**Stored data:**
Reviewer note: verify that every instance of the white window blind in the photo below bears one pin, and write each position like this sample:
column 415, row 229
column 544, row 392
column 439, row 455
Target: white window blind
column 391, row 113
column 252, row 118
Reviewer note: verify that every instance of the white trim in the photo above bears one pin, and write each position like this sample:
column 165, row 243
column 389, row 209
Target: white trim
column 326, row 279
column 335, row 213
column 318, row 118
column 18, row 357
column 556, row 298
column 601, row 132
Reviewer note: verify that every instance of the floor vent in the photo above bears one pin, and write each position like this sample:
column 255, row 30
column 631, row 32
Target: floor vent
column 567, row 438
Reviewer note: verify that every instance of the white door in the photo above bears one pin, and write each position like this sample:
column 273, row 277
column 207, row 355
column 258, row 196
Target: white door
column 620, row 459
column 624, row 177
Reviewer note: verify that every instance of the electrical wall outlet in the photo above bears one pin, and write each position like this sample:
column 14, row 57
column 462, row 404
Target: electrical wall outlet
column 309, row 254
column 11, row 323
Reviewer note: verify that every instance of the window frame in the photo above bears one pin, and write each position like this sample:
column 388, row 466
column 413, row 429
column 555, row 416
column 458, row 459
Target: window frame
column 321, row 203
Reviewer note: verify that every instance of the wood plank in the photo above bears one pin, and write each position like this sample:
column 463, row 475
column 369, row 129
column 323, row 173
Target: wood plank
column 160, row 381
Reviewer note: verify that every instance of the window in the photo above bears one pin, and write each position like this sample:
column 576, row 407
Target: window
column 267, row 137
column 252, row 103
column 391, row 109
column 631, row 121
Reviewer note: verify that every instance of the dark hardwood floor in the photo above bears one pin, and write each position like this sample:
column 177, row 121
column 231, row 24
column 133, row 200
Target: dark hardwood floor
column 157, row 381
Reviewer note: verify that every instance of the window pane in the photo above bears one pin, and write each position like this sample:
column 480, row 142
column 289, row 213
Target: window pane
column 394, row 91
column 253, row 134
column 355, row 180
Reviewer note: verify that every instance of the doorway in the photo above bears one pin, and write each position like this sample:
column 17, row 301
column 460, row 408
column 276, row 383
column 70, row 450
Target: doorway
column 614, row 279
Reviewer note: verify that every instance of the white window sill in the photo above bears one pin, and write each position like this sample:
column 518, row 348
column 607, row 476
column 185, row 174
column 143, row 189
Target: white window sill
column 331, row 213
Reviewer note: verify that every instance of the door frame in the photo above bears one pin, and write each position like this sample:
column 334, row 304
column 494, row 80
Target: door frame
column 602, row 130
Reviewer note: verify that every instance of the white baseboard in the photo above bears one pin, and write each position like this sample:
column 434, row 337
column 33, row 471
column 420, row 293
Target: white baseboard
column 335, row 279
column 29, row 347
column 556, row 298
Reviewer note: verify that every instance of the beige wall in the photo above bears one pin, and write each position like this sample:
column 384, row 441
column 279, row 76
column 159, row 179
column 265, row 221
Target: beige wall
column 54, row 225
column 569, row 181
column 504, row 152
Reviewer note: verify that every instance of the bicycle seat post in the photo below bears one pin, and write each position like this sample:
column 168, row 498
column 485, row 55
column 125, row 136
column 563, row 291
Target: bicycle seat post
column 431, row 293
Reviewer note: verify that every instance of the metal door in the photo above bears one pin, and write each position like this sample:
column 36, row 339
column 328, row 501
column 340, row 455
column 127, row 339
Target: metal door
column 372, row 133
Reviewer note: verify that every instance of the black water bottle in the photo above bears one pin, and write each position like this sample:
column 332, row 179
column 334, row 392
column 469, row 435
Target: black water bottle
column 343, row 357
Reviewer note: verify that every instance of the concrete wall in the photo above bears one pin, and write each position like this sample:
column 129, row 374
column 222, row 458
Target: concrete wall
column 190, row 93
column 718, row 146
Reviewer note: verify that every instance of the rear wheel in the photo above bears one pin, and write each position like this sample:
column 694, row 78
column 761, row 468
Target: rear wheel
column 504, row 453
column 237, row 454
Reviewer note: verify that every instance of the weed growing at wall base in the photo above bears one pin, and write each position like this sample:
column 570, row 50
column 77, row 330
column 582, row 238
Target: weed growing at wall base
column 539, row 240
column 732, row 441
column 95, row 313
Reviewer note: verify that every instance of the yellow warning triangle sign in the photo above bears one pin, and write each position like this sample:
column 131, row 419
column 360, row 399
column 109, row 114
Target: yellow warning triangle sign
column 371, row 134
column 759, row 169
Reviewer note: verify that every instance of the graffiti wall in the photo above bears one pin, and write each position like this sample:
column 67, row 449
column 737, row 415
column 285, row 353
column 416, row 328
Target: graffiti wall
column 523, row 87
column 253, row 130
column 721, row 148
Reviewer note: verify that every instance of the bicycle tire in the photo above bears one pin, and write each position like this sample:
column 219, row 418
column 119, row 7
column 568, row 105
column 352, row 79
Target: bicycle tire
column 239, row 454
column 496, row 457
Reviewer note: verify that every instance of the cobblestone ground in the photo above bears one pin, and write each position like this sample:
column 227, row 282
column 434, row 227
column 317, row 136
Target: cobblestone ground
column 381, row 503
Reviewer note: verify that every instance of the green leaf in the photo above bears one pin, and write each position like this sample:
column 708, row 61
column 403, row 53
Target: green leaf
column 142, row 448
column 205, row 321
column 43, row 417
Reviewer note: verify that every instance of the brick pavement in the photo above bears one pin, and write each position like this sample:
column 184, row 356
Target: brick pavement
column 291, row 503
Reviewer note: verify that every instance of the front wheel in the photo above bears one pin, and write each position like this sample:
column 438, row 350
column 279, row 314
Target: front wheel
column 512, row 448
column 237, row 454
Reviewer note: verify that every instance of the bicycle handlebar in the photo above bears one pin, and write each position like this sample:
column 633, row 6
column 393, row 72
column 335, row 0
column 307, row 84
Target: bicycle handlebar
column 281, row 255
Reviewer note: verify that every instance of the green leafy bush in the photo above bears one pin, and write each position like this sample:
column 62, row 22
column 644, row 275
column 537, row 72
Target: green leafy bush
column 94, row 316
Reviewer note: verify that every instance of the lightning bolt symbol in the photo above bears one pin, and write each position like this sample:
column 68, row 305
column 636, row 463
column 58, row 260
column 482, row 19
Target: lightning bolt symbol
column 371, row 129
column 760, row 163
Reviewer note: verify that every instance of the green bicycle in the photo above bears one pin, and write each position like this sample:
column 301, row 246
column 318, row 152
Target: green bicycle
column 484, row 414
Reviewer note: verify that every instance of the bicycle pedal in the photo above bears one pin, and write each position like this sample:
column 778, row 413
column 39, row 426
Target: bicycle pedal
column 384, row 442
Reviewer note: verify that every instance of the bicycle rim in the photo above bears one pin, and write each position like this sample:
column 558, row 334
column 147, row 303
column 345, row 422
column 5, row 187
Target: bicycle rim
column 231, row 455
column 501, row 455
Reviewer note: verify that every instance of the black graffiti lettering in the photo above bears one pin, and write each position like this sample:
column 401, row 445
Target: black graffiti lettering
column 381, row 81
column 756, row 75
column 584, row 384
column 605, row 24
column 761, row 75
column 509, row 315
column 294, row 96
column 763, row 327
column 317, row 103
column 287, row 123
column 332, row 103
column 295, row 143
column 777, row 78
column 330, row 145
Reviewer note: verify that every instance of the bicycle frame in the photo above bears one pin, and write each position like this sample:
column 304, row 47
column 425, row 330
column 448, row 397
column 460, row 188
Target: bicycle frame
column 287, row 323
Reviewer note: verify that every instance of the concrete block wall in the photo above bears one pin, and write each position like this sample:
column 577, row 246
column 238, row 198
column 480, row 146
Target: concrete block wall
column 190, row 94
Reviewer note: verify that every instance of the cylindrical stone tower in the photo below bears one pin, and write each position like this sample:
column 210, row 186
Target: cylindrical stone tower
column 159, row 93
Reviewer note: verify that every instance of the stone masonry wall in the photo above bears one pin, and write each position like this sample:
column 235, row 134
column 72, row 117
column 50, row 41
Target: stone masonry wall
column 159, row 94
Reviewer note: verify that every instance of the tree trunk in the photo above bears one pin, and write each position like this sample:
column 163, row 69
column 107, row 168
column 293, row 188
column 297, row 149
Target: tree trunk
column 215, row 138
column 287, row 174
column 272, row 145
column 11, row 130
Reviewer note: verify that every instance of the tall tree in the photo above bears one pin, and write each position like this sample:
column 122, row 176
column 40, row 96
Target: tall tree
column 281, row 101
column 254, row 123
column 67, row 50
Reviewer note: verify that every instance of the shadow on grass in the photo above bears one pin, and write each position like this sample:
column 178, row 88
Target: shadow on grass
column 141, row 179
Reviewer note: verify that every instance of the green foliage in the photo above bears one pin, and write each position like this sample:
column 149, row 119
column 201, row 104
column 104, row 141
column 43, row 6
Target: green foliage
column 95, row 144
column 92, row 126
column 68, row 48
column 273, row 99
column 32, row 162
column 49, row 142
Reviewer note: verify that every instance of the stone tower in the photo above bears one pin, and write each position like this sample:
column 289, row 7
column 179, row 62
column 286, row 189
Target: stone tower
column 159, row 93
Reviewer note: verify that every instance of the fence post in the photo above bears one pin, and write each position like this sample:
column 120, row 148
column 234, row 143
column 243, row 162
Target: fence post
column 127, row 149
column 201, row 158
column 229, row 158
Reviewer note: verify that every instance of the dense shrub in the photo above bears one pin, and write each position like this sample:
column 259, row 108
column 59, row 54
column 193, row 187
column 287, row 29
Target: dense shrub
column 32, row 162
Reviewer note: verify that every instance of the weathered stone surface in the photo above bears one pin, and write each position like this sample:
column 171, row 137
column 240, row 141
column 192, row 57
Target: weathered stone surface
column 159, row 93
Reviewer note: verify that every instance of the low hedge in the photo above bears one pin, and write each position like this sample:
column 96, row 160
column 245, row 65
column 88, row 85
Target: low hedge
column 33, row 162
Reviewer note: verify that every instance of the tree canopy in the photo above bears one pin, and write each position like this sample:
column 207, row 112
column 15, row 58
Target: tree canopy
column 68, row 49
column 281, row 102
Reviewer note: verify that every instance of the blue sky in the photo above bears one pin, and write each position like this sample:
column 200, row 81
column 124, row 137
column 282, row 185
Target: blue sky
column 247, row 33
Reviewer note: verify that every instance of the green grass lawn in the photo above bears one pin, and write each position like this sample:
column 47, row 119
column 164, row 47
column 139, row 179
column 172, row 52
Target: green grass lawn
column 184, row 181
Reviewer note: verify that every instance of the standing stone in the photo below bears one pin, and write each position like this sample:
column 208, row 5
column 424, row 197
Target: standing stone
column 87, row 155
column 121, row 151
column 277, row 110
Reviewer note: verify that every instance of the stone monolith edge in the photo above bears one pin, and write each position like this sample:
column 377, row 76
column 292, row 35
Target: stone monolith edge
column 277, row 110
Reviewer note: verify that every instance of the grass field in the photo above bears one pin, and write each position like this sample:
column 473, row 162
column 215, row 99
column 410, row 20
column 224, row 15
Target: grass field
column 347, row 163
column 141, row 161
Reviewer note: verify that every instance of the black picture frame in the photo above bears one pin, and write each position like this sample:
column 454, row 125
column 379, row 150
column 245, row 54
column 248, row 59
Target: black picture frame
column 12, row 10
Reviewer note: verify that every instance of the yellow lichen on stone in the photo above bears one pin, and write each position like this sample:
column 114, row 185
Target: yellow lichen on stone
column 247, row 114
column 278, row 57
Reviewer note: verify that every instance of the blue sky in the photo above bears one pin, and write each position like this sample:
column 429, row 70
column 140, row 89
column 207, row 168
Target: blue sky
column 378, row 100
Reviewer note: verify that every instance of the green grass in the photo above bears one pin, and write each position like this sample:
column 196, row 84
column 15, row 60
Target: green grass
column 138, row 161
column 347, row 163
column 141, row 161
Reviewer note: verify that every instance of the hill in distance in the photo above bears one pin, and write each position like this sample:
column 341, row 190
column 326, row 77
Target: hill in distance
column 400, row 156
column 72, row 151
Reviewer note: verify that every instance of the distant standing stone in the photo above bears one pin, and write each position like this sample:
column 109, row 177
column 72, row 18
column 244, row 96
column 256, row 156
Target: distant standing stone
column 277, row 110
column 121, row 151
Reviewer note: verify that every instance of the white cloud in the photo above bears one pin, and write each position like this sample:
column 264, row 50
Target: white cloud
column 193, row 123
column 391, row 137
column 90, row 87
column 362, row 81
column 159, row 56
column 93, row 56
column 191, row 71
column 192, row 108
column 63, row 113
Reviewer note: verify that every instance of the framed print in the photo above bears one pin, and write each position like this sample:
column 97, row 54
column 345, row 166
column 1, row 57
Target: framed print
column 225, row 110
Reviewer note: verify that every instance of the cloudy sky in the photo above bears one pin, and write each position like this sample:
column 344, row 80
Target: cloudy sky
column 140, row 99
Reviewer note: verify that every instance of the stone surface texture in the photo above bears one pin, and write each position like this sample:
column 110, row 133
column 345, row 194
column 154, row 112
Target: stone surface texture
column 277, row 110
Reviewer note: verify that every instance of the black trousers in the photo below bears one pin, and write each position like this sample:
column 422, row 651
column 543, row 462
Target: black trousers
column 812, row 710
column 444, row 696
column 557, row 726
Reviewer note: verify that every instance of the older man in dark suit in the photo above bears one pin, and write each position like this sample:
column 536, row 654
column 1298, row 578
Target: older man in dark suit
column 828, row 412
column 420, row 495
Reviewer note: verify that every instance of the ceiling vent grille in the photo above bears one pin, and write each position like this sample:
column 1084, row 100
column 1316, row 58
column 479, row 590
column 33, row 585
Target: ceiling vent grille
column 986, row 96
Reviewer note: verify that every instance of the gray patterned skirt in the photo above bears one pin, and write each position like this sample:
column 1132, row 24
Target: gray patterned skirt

**Required work:** Wherever the string "skirt" appears in the data above, report the whole line.

**Reply:**
Reviewer note: verify that every instance of the gray patterned skirt in the photo above bears one pin, and write each position like this sample:
Target: gray patterned skirt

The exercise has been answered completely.